Please pick out and copy every line of the data below that contains the string "tank". Case counts.

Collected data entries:
- - -

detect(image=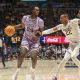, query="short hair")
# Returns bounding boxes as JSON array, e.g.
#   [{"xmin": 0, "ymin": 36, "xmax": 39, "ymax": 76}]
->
[
  {"xmin": 30, "ymin": 5, "xmax": 38, "ymax": 11},
  {"xmin": 61, "ymin": 13, "xmax": 68, "ymax": 17}
]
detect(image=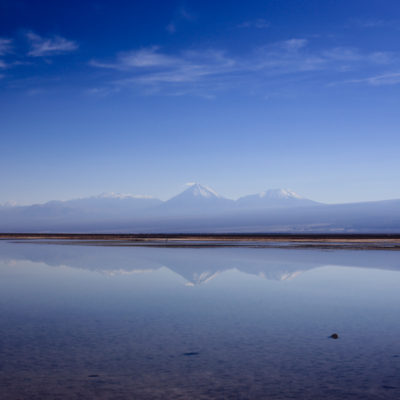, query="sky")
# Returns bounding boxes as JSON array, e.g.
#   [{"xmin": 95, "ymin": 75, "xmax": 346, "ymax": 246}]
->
[{"xmin": 0, "ymin": 0, "xmax": 400, "ymax": 204}]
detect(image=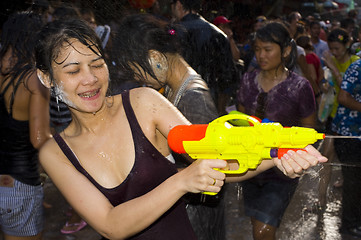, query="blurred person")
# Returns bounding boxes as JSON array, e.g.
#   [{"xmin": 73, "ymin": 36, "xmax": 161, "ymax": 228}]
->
[
  {"xmin": 213, "ymin": 16, "xmax": 241, "ymax": 61},
  {"xmin": 36, "ymin": 17, "xmax": 327, "ymax": 240},
  {"xmin": 242, "ymin": 15, "xmax": 267, "ymax": 72},
  {"xmin": 0, "ymin": 12, "xmax": 51, "ymax": 240},
  {"xmin": 350, "ymin": 23, "xmax": 361, "ymax": 57},
  {"xmin": 332, "ymin": 59, "xmax": 361, "ymax": 237},
  {"xmin": 287, "ymin": 11, "xmax": 302, "ymax": 38},
  {"xmin": 340, "ymin": 18, "xmax": 358, "ymax": 44},
  {"xmin": 310, "ymin": 21, "xmax": 329, "ymax": 66},
  {"xmin": 296, "ymin": 35, "xmax": 324, "ymax": 102},
  {"xmin": 237, "ymin": 22, "xmax": 316, "ymax": 240},
  {"xmin": 171, "ymin": 0, "xmax": 238, "ymax": 114},
  {"xmin": 114, "ymin": 14, "xmax": 225, "ymax": 240},
  {"xmin": 319, "ymin": 28, "xmax": 359, "ymax": 208}
]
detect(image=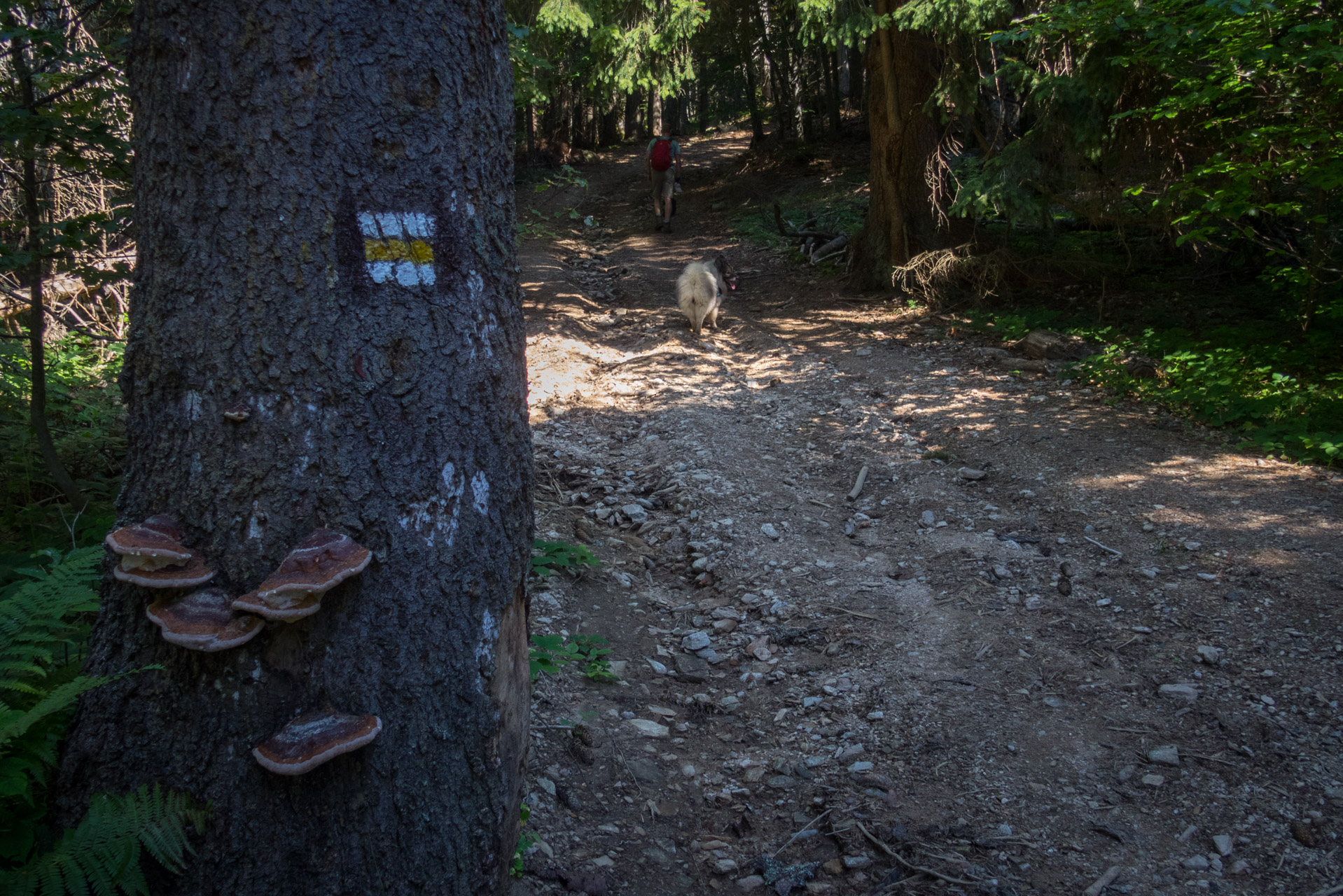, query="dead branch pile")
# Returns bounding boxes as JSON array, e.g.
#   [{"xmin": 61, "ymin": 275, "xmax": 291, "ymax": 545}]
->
[
  {"xmin": 891, "ymin": 243, "xmax": 1015, "ymax": 305},
  {"xmin": 774, "ymin": 203, "xmax": 849, "ymax": 265}
]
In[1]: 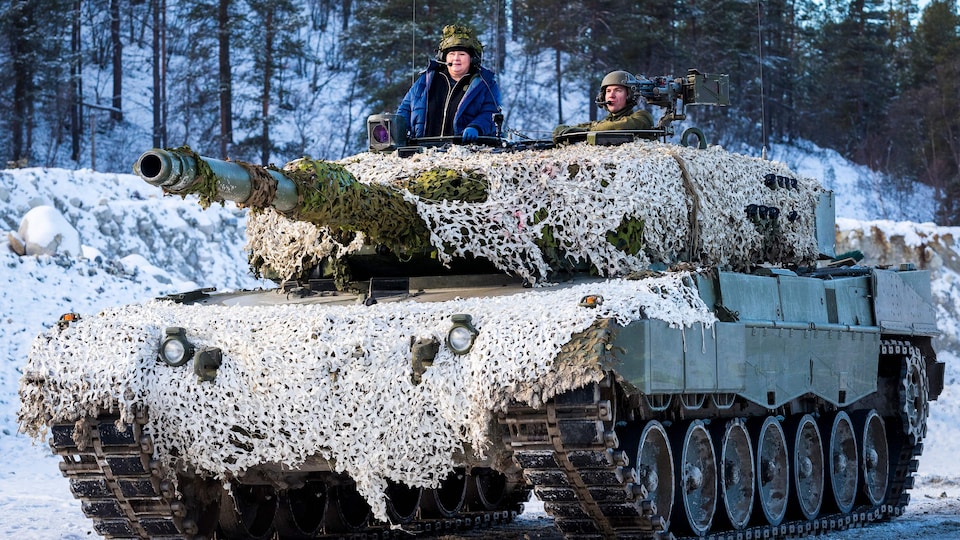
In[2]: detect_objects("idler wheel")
[420,469,467,518]
[466,467,507,511]
[826,411,859,514]
[713,418,757,530]
[634,420,676,522]
[751,416,790,525]
[220,483,278,539]
[899,348,930,446]
[853,409,890,506]
[672,420,717,536]
[786,414,826,520]
[387,480,423,523]
[276,481,327,538]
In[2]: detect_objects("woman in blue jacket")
[397,25,500,142]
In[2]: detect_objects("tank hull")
[21,268,942,538]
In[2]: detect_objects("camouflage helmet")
[437,24,483,64]
[597,70,640,109]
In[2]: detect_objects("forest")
[0,0,960,225]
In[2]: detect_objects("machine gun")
[640,69,730,135]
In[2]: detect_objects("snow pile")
[20,273,714,520]
[247,141,822,282]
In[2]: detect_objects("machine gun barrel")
[134,148,298,213]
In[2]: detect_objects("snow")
[0,144,960,539]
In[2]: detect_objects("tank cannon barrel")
[134,148,298,213]
[133,148,430,253]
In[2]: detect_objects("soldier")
[553,70,656,142]
[397,25,500,142]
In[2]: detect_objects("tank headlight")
[158,326,194,367]
[447,313,479,354]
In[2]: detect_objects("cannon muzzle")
[133,148,430,253]
[133,148,298,212]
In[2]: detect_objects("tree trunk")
[110,0,123,122]
[150,0,164,148]
[69,0,83,163]
[217,0,233,159]
[260,10,276,167]
[553,47,563,124]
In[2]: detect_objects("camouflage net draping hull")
[247,142,822,282]
[19,272,715,520]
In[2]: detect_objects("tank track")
[499,340,925,540]
[49,414,529,540]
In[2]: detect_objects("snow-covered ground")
[0,144,960,539]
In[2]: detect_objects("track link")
[49,414,522,540]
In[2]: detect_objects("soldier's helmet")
[437,24,483,66]
[597,70,640,109]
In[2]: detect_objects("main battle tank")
[20,74,943,539]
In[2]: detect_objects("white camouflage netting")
[20,272,714,520]
[247,141,822,282]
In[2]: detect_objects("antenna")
[410,0,414,84]
[757,0,767,159]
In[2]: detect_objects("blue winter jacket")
[397,60,500,138]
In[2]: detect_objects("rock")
[19,205,82,257]
[7,231,27,257]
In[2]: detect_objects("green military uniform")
[553,107,656,142]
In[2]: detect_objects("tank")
[19,74,943,539]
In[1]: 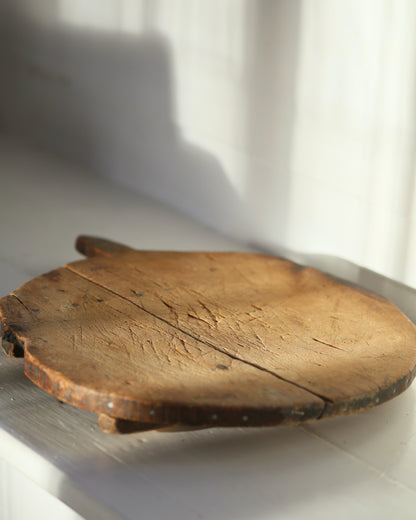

- - -

§ **EXERCISE ANSWER**
In[2]: detect_objects("tank hull")
In[2]: detect_objects("tank cannon barrel")
In[2]: detect_objects("tank headlight")
In[2]: detect_objects("tank track")
In[2]: detect_objects("main battle tank")
In[2]: detect_objects("tank")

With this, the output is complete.